• _EXERCISE DESCRIPTION_: For this exercise, output exactly the lines from the opening line of the listing through the line with "negative clicks: (46, 332) (494, 211)", skipping pictures.

• _DATA TO USE_:
○ ○ ○

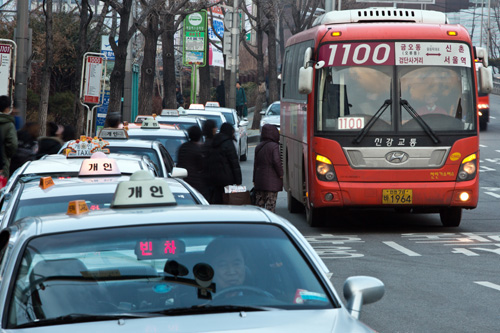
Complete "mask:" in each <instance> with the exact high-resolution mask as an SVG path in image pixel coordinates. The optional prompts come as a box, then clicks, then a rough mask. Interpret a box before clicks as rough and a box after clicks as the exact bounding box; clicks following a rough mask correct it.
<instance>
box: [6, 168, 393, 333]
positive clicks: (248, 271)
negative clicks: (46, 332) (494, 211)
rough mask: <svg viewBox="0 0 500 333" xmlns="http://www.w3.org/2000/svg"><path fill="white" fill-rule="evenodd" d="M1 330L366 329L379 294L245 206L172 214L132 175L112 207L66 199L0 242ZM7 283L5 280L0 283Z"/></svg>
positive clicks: (11, 232)
mask: <svg viewBox="0 0 500 333" xmlns="http://www.w3.org/2000/svg"><path fill="white" fill-rule="evenodd" d="M0 254H1V258H0V260H1V266H0V281H4V283H1V284H0V316H1V318H0V325H1V327H0V329H2V330H13V331H14V330H15V331H16V332H18V331H19V332H24V330H26V331H30V330H33V331H35V330H36V332H51V333H57V332H68V331H75V332H79V331H83V330H85V331H95V332H134V333H135V332H166V331H175V332H199V331H200V330H203V331H204V332H222V331H225V332H300V333H302V332H311V331H314V332H373V331H372V330H371V329H370V328H369V327H367V326H366V325H364V324H363V323H361V322H360V321H359V320H358V318H359V314H360V311H361V306H362V305H363V304H367V303H371V302H375V301H377V300H379V299H380V298H381V297H382V296H383V294H384V285H383V284H382V282H381V281H379V280H378V279H375V278H370V277H359V276H358V277H351V278H349V279H348V280H347V281H346V283H345V284H344V288H343V289H344V296H345V297H346V300H347V302H346V303H345V304H344V303H343V302H342V300H341V298H340V297H339V295H338V294H337V293H336V291H335V289H334V287H333V285H332V284H331V282H330V280H329V277H330V272H329V271H328V268H327V267H326V265H325V264H324V263H323V262H322V261H321V259H320V258H319V256H318V255H317V254H316V252H315V251H314V250H313V248H312V247H311V246H310V245H309V243H308V242H307V241H306V240H305V238H304V237H303V236H302V235H301V234H300V233H299V231H298V230H297V229H296V228H295V227H293V226H292V225H291V224H290V223H288V222H287V221H286V220H284V219H283V218H281V217H279V216H277V215H275V214H273V213H271V212H269V211H267V210H264V209H261V208H258V207H255V206H243V207H240V206H201V205H198V206H180V205H177V202H176V200H175V198H174V196H173V195H172V193H171V191H170V189H169V186H168V184H166V183H165V182H164V180H155V179H153V178H152V177H151V175H150V174H148V173H144V172H141V171H139V172H137V173H135V174H134V175H132V176H131V177H130V180H129V181H124V182H122V183H120V184H119V185H118V186H117V189H116V193H115V196H114V198H113V201H112V203H111V208H109V209H101V210H94V211H90V210H89V209H88V207H87V205H86V204H85V202H79V201H76V202H71V203H70V204H69V205H68V212H67V213H66V214H55V215H47V216H43V217H29V218H25V219H22V220H19V221H17V222H16V223H14V224H12V225H11V226H9V227H8V228H6V229H4V230H3V231H2V232H1V233H0ZM7 281H8V283H7Z"/></svg>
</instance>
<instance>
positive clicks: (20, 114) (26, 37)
mask: <svg viewBox="0 0 500 333" xmlns="http://www.w3.org/2000/svg"><path fill="white" fill-rule="evenodd" d="M16 44H17V61H16V82H15V85H16V89H15V91H14V96H15V97H14V100H15V101H16V108H17V110H18V111H19V117H20V118H21V122H22V123H23V124H24V122H25V121H26V108H27V102H26V101H27V99H28V57H29V54H28V53H29V50H30V48H29V28H28V0H18V1H17V26H16Z"/></svg>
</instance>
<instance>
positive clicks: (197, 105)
mask: <svg viewBox="0 0 500 333" xmlns="http://www.w3.org/2000/svg"><path fill="white" fill-rule="evenodd" d="M189 109H190V110H205V105H203V104H191V105H190V106H189Z"/></svg>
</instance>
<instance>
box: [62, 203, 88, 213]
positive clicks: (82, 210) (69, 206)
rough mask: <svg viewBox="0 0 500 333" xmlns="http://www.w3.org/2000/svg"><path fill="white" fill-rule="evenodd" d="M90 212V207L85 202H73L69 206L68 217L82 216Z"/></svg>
mask: <svg viewBox="0 0 500 333" xmlns="http://www.w3.org/2000/svg"><path fill="white" fill-rule="evenodd" d="M88 212H89V206H87V203H86V202H85V200H73V201H70V202H69V204H68V210H67V211H66V214H67V215H80V214H85V213H88Z"/></svg>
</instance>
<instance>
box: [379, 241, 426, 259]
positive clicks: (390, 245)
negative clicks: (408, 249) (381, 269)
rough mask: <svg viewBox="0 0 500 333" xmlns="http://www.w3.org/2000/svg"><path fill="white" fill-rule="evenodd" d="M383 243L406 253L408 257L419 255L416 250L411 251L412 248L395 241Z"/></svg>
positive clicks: (420, 255)
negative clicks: (398, 243)
mask: <svg viewBox="0 0 500 333" xmlns="http://www.w3.org/2000/svg"><path fill="white" fill-rule="evenodd" d="M383 243H384V244H385V245H387V246H390V247H392V248H393V249H394V250H397V251H399V252H402V253H404V254H406V255H407V256H409V257H421V255H420V254H418V253H417V252H413V251H412V250H408V249H407V248H406V247H403V246H401V245H399V244H398V243H396V242H383Z"/></svg>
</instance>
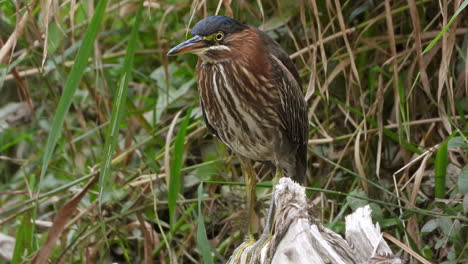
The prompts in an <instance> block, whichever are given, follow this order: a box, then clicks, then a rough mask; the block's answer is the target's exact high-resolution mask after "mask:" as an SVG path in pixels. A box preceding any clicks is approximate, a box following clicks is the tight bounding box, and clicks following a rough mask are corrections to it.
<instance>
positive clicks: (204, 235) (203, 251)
mask: <svg viewBox="0 0 468 264" xmlns="http://www.w3.org/2000/svg"><path fill="white" fill-rule="evenodd" d="M197 192H198V217H197V218H198V220H197V221H198V226H197V247H198V250H200V253H201V254H202V256H203V260H204V261H203V263H207V264H210V263H213V259H212V258H211V250H210V244H209V243H208V237H207V236H206V228H205V222H204V219H203V213H202V210H201V209H202V198H203V183H200V185H198V191H197Z"/></svg>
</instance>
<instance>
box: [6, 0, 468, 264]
mask: <svg viewBox="0 0 468 264" xmlns="http://www.w3.org/2000/svg"><path fill="white" fill-rule="evenodd" d="M94 2H96V3H94ZM94 2H93V1H91V0H89V1H75V0H71V1H57V0H42V1H39V2H38V1H36V0H32V1H29V2H28V1H9V0H0V47H1V50H0V94H1V96H0V207H1V209H0V233H1V234H4V235H8V236H11V237H12V238H15V239H16V240H15V241H16V245H15V248H14V253H13V254H12V255H9V256H7V258H13V262H14V263H21V262H27V261H28V260H30V259H31V258H32V257H33V256H36V254H37V252H39V250H41V251H40V252H41V253H39V254H38V255H37V256H36V260H37V259H38V258H40V257H41V256H42V257H44V258H45V259H47V258H49V257H50V259H51V260H52V262H53V263H57V262H63V263H82V262H86V263H110V262H119V263H125V262H128V263H137V262H143V261H144V262H145V263H151V262H155V263H175V262H176V261H178V262H179V263H199V262H202V256H204V259H205V260H204V261H205V262H208V261H210V260H212V261H213V262H215V263H222V262H224V261H225V260H226V258H228V257H229V255H230V253H231V252H232V250H233V249H234V248H235V247H236V246H237V245H239V244H240V242H241V241H242V239H243V238H244V235H245V232H246V228H245V224H246V223H245V219H247V218H246V212H245V207H244V205H245V200H244V199H245V187H244V186H243V184H242V181H243V178H242V175H241V172H240V169H239V164H238V160H237V158H236V157H235V155H233V154H232V153H231V152H230V151H229V150H228V149H227V148H226V147H225V146H224V145H223V144H221V143H220V142H219V141H218V140H217V139H215V138H213V136H211V135H209V133H208V132H207V130H206V128H205V126H204V124H203V122H202V117H201V110H200V106H199V104H198V93H197V90H196V72H195V64H196V61H197V58H196V56H194V55H186V56H180V57H177V58H168V57H167V56H166V55H165V54H166V53H167V51H168V50H169V48H170V47H171V46H174V45H175V44H177V43H179V42H181V41H183V40H185V39H186V38H187V37H189V36H190V34H189V32H190V31H189V28H190V27H191V26H193V25H194V23H195V22H196V21H198V20H200V19H201V18H203V17H206V16H209V15H214V14H216V13H218V14H223V15H228V16H233V17H235V18H236V19H237V20H239V21H241V22H243V23H246V24H250V25H254V26H259V27H261V28H262V29H263V30H265V31H267V33H268V34H269V35H270V36H271V37H273V38H274V39H275V40H277V41H278V42H279V43H280V44H281V45H282V46H283V47H284V49H285V50H286V51H287V52H288V53H289V54H290V55H291V57H292V58H293V59H294V62H295V64H296V66H297V67H298V69H299V72H300V75H301V78H302V80H303V87H304V94H305V96H306V98H307V100H308V105H309V121H310V133H309V143H310V144H309V151H310V153H309V157H308V166H309V170H308V178H307V184H306V186H309V187H311V188H309V189H310V193H309V195H310V197H311V203H312V204H314V205H315V207H316V209H317V210H316V211H317V214H318V217H319V218H320V220H321V221H322V222H323V223H324V224H325V225H326V226H327V227H329V228H331V229H333V230H335V231H338V232H340V231H342V230H343V228H344V226H343V223H344V216H345V215H346V214H348V213H350V212H351V211H352V210H354V209H356V208H357V207H359V206H362V205H364V204H368V203H370V204H371V206H372V208H373V210H374V220H375V221H377V222H379V224H380V225H381V226H382V228H383V230H384V231H385V232H387V233H389V234H390V235H392V236H394V237H396V238H397V239H398V240H400V241H402V242H403V243H404V244H405V245H406V247H408V248H411V249H413V250H414V251H415V252H417V253H418V254H420V255H422V256H424V257H425V258H426V259H428V260H430V261H432V262H435V263H463V262H464V263H467V261H468V255H467V253H466V252H468V241H467V237H468V234H467V231H468V230H467V223H468V219H467V218H466V213H467V211H468V195H467V194H468V166H467V165H466V164H467V161H468V140H467V135H468V133H467V132H468V123H467V121H466V120H467V118H468V116H467V112H468V99H467V98H468V96H467V95H468V52H467V50H468V20H467V19H466V17H467V16H468V14H467V11H466V10H464V9H466V8H465V7H466V5H467V4H468V1H467V0H465V1H460V0H456V1H448V0H440V1H430V0H420V1H415V0H395V1H372V0H359V1H339V0H335V1H328V0H327V1H313V0H301V1H283V0H277V1H274V0H267V1H246V0H224V1H221V0H219V1H210V0H209V1H183V0H178V1H176V0H173V1H144V2H143V3H142V4H143V5H142V9H141V11H142V12H141V19H140V16H139V15H138V13H139V12H138V10H139V9H138V6H139V1H134V0H125V1H110V2H109V3H107V5H106V2H105V1H94ZM457 10H458V12H457ZM100 12H102V14H101V13H100ZM93 15H94V17H93ZM449 24H450V26H448V25H449ZM132 29H133V34H132ZM442 30H446V31H445V32H444V33H443V34H439V33H440V32H441V31H442ZM436 37H439V39H438V40H437V41H434V42H432V44H431V41H433V40H434V39H436ZM423 51H424V52H423ZM119 94H121V95H123V97H122V96H119ZM125 95H126V96H125ZM118 109H119V111H117V110H118ZM112 128H113V129H112ZM255 167H256V171H257V174H258V181H260V182H261V183H260V184H259V187H258V188H257V189H258V196H259V199H260V202H261V203H263V202H264V201H265V200H268V199H269V196H268V195H267V194H268V192H269V188H265V187H268V186H269V184H268V183H269V180H270V179H271V175H270V171H269V169H268V168H265V167H263V166H262V165H261V164H256V166H255ZM168 172H169V173H168ZM100 173H101V175H105V177H101V179H100V181H99V183H97V182H96V180H97V175H99V174H100ZM202 182H204V184H203V185H201V183H202ZM197 190H198V191H197ZM99 201H100V202H99ZM56 215H58V217H56V218H55V222H53V221H54V216H56ZM32 220H35V224H32V222H31V221H32ZM202 220H203V222H204V224H202ZM197 223H198V224H197ZM51 226H52V227H51ZM48 236H49V238H47V237H48ZM2 239H3V238H2ZM5 239H6V238H5ZM5 241H6V240H5ZM210 250H211V251H212V252H211V254H210V252H209V251H210ZM394 251H395V252H397V253H398V254H401V255H403V256H405V257H407V258H410V260H411V261H412V263H417V261H416V260H414V259H413V258H412V256H411V255H409V254H408V253H407V250H405V248H404V247H399V246H394ZM0 262H7V260H5V258H2V259H0Z"/></svg>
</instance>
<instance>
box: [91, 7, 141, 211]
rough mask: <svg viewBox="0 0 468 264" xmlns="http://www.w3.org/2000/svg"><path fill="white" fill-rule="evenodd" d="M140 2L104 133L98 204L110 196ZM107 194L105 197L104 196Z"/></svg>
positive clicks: (101, 162) (129, 80)
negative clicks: (116, 146) (104, 134)
mask: <svg viewBox="0 0 468 264" xmlns="http://www.w3.org/2000/svg"><path fill="white" fill-rule="evenodd" d="M142 2H143V1H140V5H139V7H138V11H137V14H136V18H135V23H134V24H133V28H132V32H131V33H130V39H129V41H128V46H127V50H126V53H125V58H124V63H123V68H122V75H121V77H120V81H119V87H118V89H117V91H116V94H115V98H114V102H113V109H112V115H111V121H110V124H109V127H108V129H107V132H106V141H105V144H104V151H103V154H104V156H103V158H102V161H101V164H102V165H101V175H100V177H99V204H102V203H103V202H104V201H105V200H106V199H107V198H109V196H110V192H108V191H107V190H109V189H110V188H111V186H112V183H113V181H112V178H111V173H110V166H111V161H112V155H113V153H114V150H115V144H116V143H117V139H118V136H119V126H120V123H121V122H122V118H123V115H124V112H125V100H126V98H127V88H128V83H129V81H130V80H131V79H132V67H133V59H134V57H135V50H136V43H137V37H138V29H139V27H140V21H141V14H142V10H143V8H142ZM106 194H109V195H108V196H107V197H104V195H106Z"/></svg>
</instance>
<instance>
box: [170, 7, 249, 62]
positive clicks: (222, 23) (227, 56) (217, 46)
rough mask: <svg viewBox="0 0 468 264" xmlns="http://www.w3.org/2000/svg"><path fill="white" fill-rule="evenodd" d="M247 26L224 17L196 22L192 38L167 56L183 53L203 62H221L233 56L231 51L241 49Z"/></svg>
mask: <svg viewBox="0 0 468 264" xmlns="http://www.w3.org/2000/svg"><path fill="white" fill-rule="evenodd" d="M247 28H248V26H246V25H243V24H241V23H239V22H237V21H236V20H234V19H232V18H229V17H226V16H211V17H207V18H205V19H203V20H201V21H200V22H198V23H197V24H196V25H195V27H193V29H192V36H193V37H192V38H191V39H188V40H186V41H184V42H182V43H180V44H179V45H177V46H175V47H173V48H172V49H171V50H170V51H169V52H168V53H167V55H168V56H175V55H180V54H185V53H193V54H196V55H198V56H199V57H200V58H201V59H203V60H205V61H217V60H223V59H226V58H229V57H232V56H235V55H234V54H235V52H232V51H233V49H237V50H238V49H239V48H242V47H238V46H242V40H243V35H245V34H246V33H244V32H245V29H247Z"/></svg>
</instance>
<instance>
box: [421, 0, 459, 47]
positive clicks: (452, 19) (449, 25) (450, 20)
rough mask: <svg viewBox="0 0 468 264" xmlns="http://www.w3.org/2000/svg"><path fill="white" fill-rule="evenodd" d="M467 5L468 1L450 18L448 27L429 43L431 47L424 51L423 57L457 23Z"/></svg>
mask: <svg viewBox="0 0 468 264" xmlns="http://www.w3.org/2000/svg"><path fill="white" fill-rule="evenodd" d="M467 5H468V0H465V1H464V2H463V3H462V4H461V5H460V7H459V8H458V9H457V11H456V12H455V14H453V16H452V18H450V21H449V22H448V23H447V25H446V26H445V27H444V28H443V29H442V30H441V31H440V32H439V34H437V36H436V37H435V38H434V39H433V40H432V41H431V43H429V45H428V46H427V47H426V48H425V49H424V51H423V52H422V54H423V55H424V54H426V52H428V51H429V50H431V49H432V47H434V45H435V44H436V43H437V41H439V39H440V38H441V37H442V35H443V34H444V33H445V32H446V31H447V30H448V28H449V27H450V25H452V23H453V21H455V19H456V18H457V17H458V15H459V14H460V13H461V11H463V9H465V8H466V6H467Z"/></svg>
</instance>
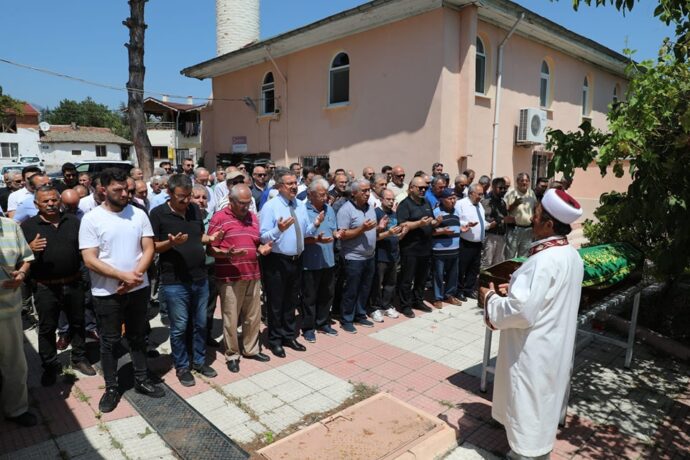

○ ○ ○

• _RESULT OF THIS TASK_:
Complete "mask:" in each <instance> with the exact high-resolution mask as an SVG path in image pixel coordinates. The optional prompts come as a box, then clicks, then a rough mask. Interpret a box before clicks as rough and a box after clicks as the exact bounding box; clicks following a rough mask correct it.
<instance>
box: [6, 168, 393, 333]
positive clicks: (248, 271)
negative clicks: (46, 332) (494, 211)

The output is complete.